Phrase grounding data
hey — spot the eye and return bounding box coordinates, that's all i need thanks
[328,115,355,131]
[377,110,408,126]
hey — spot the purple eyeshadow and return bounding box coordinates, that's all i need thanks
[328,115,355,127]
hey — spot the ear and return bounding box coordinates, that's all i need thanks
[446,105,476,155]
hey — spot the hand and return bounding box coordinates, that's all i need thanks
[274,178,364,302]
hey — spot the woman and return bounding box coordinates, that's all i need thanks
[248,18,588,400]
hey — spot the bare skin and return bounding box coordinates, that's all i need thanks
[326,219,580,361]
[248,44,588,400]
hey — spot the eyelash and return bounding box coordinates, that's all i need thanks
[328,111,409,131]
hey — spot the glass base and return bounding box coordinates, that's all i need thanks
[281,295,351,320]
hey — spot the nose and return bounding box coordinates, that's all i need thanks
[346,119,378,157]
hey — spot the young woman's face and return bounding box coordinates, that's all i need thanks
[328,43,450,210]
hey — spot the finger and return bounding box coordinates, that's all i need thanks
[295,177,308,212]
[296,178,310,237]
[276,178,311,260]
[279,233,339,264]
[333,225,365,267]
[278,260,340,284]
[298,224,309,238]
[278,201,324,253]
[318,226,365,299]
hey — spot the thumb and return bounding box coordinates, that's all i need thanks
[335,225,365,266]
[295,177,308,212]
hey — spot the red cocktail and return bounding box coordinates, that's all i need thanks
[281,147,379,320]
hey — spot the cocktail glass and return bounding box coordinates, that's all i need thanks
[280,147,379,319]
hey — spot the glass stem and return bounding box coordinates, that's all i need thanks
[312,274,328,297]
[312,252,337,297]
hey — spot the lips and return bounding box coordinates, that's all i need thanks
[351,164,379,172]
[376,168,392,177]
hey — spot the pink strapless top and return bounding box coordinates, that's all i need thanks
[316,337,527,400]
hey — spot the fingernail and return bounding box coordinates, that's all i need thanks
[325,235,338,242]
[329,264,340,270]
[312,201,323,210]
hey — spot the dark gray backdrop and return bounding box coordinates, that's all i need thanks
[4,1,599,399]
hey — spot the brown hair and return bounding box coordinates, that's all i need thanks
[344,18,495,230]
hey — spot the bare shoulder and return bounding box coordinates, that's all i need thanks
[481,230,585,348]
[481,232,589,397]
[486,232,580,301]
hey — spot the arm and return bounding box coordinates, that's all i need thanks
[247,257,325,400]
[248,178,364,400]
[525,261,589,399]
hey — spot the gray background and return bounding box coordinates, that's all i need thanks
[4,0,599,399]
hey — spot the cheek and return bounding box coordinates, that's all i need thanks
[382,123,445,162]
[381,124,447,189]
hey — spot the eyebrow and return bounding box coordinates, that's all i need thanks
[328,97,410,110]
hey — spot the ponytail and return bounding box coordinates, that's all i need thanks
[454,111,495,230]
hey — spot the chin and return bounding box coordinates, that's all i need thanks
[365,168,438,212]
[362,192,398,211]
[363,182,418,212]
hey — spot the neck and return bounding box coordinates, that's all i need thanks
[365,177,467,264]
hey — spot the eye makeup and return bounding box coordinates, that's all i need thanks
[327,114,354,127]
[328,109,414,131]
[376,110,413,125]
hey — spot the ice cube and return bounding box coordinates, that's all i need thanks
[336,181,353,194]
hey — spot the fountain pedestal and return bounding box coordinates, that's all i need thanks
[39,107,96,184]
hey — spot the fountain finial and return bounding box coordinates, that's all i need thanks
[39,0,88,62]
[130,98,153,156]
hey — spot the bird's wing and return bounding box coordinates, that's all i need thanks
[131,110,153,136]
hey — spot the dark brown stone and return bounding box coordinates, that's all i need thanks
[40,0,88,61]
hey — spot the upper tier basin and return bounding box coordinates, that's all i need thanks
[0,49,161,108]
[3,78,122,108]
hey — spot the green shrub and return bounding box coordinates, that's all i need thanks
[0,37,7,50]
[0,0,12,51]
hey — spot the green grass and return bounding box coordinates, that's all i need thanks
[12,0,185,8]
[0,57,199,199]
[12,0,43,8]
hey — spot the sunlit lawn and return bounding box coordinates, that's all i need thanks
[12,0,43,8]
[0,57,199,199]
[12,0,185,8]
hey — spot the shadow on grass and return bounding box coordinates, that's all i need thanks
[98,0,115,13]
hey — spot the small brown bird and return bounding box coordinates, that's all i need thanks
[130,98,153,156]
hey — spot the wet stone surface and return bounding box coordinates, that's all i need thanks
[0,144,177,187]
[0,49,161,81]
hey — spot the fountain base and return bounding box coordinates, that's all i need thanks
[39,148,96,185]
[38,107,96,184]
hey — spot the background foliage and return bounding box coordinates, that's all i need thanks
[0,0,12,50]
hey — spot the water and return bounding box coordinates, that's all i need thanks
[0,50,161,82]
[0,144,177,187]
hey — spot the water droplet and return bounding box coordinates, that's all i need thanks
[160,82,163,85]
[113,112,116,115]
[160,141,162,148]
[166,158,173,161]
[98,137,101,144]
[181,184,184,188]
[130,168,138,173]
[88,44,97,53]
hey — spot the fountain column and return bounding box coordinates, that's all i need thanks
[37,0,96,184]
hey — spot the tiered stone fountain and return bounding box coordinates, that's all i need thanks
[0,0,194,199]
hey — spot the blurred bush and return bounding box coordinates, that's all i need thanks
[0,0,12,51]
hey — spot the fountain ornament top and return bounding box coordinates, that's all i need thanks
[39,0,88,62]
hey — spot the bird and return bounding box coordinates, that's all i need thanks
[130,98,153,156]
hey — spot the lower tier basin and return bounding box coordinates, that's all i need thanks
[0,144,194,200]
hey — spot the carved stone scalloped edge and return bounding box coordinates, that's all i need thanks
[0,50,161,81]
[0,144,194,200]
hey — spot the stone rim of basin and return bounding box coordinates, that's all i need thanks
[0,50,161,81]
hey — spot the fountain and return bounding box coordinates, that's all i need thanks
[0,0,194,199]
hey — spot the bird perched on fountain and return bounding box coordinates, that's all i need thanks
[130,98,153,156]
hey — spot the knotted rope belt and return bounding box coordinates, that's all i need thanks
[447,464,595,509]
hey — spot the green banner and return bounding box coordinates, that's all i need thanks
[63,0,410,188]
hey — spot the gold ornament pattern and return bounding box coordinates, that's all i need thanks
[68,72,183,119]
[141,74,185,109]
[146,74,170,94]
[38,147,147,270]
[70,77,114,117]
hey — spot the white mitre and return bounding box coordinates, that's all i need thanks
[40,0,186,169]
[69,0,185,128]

— Problem to work on —
The records above need to be output again, verbatim.

— Exercise answer —
hey — spot the eye and return bounding box coordinates, that's all i need thanks
[328,115,355,131]
[377,110,408,126]
hey — spot the purple eyeshadow and return bounding box coordinates, that's all i need thanks
[328,115,355,127]
hey — spot the ear and return bounding box coordinates, that's all i need thanks
[446,105,476,155]
hey — spot the hand and return bounding box coordinates, that's all i need thanks
[274,178,364,302]
hey — spot the woman and return bounding box coordinates, that's all i need thanks
[248,18,588,400]
hey — spot the bare skin and return bounding box coordinates, that's all i need thanks
[326,219,580,361]
[248,44,588,400]
hey — spot the eyelash and return bounding box coordinates, that's all i need thanks
[328,111,409,131]
hey — spot the glass base and return bounding box coordinates, that's all i need thanks
[281,295,351,320]
hey — spot the nose and return bounding box coordinates, that's all i need thanks
[346,119,378,157]
hey — spot the young woman's face and return bounding box coordinates, that's all i need thanks
[328,43,450,210]
hey — spot the finger and return bounding box coordinates, that's all i need thanks
[295,177,308,212]
[296,178,310,237]
[276,178,311,260]
[279,233,339,264]
[333,225,365,267]
[278,260,340,284]
[298,224,309,238]
[278,201,324,253]
[318,226,365,299]
hey — spot the thumb and return bounding box coordinates, that's all i need thanks
[335,225,365,266]
[295,177,308,212]
hey — spot the red cocktail and return bounding box coordinates, that's all i need thanks
[281,147,379,320]
hey — spot the cocktail glass and return bounding box coordinates, that's all i need thanks
[280,147,379,319]
hey — spot the glass stem and return bounding box coordinates, that's all i need thanks
[312,274,328,297]
[312,252,337,297]
hey — spot the lips and return bounding box coordinates, that's all i need thanks
[351,164,379,172]
[376,168,392,177]
hey — spot the pink strapless top and return bounding box coordinates, that's all i need thanks
[316,337,527,400]
hey — spot the fingernail and return bounding box coordinates, that's all i need thanks
[325,235,338,242]
[329,264,340,270]
[312,201,323,210]
hey — spot the dark gray backdrop and return bounding box coordinates, that's all i need thanks
[4,1,599,399]
hey — spot the brown hair and return bounding box coordinates, that's all i need thanks
[344,18,495,230]
hey — spot the bare shoulder and return bounding box coordinates, that's all i need thanks
[481,230,585,348]
[481,232,589,397]
[486,232,580,301]
hey — spot the arm and return bounding box coordinates, that's all i need thanks
[247,257,325,400]
[248,178,364,400]
[525,261,589,399]
hey — spot the gray background and return bounding box coordinates, that's all i need thanks
[4,0,599,399]
hey — spot the cheek and return bounding box coordinates, that's all i need thanks
[382,123,445,162]
[381,124,447,189]
hey — spot the eyebrow and return bounding box coordinates, that's all i need thanks
[328,97,410,110]
hey — spot the ponytail and return bounding box coordinates, that's all i need thanks
[454,111,495,230]
hey — spot the chin and return bounding box coordinates, that's all i need thanks
[365,168,438,212]
[362,192,398,211]
[363,182,418,212]
hey — spot the neck and return bounding box coordinates, that's all i need thanks
[365,177,467,264]
hey — spot the eye makeup and return bounding box coordinates, that's all i need thanks
[327,114,354,127]
[328,109,414,131]
[376,110,413,125]
hey — spot the ice cube and return bounding box coordinates, that's all i need thanks
[336,181,353,194]
hey — spot the fountain pedestal and return bounding box coordinates, that's all i need thanks
[39,107,96,184]
hey — spot the fountain finial and return bounding box coordinates, that's all i need thanks
[39,0,88,62]
[130,98,153,156]
hey — spot the bird's wing and return bounding box coordinates, that's all i need thanks
[131,110,153,136]
hey — spot the dark brown stone and return bounding box coordinates, that's all i need thanks
[40,0,88,61]
hey — spot the upper tier basin and return bounding box coordinates, that's all i need thanks
[0,49,161,108]
[3,78,122,108]
hey — spot the green shrub and return bounding box coordinates, that's all i need thanks
[0,37,7,50]
[0,0,12,51]
hey — spot the green grass and return bounding box coordinates, that's all i need thanks
[12,0,185,8]
[0,57,199,199]
[12,0,43,8]
hey — spot the sunlit lawn and return bounding box coordinates, that's all i need thanks
[12,0,43,8]
[0,57,199,199]
[12,0,185,8]
hey — spot the shadow on grass and return bounding box coordinates, that's all i need thanks
[98,0,115,13]
hey — spot the small brown bird and return bounding box coordinates, that's all i need thanks
[130,98,153,156]
hey — spot the wet stone surface and return bounding box coordinates, that's all i need thanks
[0,144,177,187]
[0,49,161,81]
hey — spot the fountain base and return bounding box coordinates, that's all i need thanks
[39,148,96,185]
[38,107,96,184]
hey — spot the background foliage and return bounding box coordinates, that's all i need thanks
[0,0,12,50]
hey — spot the water and return bounding box coordinates, that's all i need thanks
[0,50,161,82]
[0,144,177,187]
hey — spot the water droplet and return bounding box coordinates, that's all i need thanks
[160,82,163,85]
[113,112,116,115]
[160,141,162,148]
[166,158,173,161]
[98,137,101,144]
[181,184,184,188]
[130,168,138,173]
[88,44,97,53]
hey — spot the fountain column and return bounding box coordinates, that's all i need thanks
[37,0,96,184]
hey — spot the tiered stone fountain and return bounding box coordinates, that's all i need thanks
[0,0,194,199]
hey — spot the blurred bush and return bounding box coordinates, that's all i need thanks
[0,0,12,51]
hey — spot the fountain ornament top and return bounding box coordinates, that's all i need thanks
[39,0,88,62]
hey — spot the bird and return bounding box coordinates, that's all i need thanks
[130,98,153,156]
hey — spot the lower tier basin and return bounding box coordinates, that's all i need thanks
[0,144,194,200]
hey — spot the carved stone scalloped edge and return bounding box coordinates, that's all i need thanks
[0,50,161,81]
[0,144,194,200]
hey — spot the stone rim of basin and return bounding box coordinates, that's all i need thanks
[0,50,161,81]
hey — spot the fountain and return bounding box coordinates, that's all i need thanks
[0,0,194,199]
hey — spot the bird perched on fountain and return bounding box coordinates, that's all i need thanks
[130,98,153,156]
hey — spot the knotted rope belt and return bounding box coordinates, that's all i need thanks
[447,464,595,509]
hey — spot the green banner and return bounding box coordinates, that's all i need thanks
[63,0,410,188]
hey — spot the gold ornament pattern and return bounding box coordinates, that's all i need thanks
[68,72,183,119]
[141,74,185,109]
[146,74,170,94]
[38,147,147,270]
[70,77,114,117]
hey — spot the white mitre and return bounding box coordinates, that's all i need thanks
[40,0,186,169]
[69,0,185,128]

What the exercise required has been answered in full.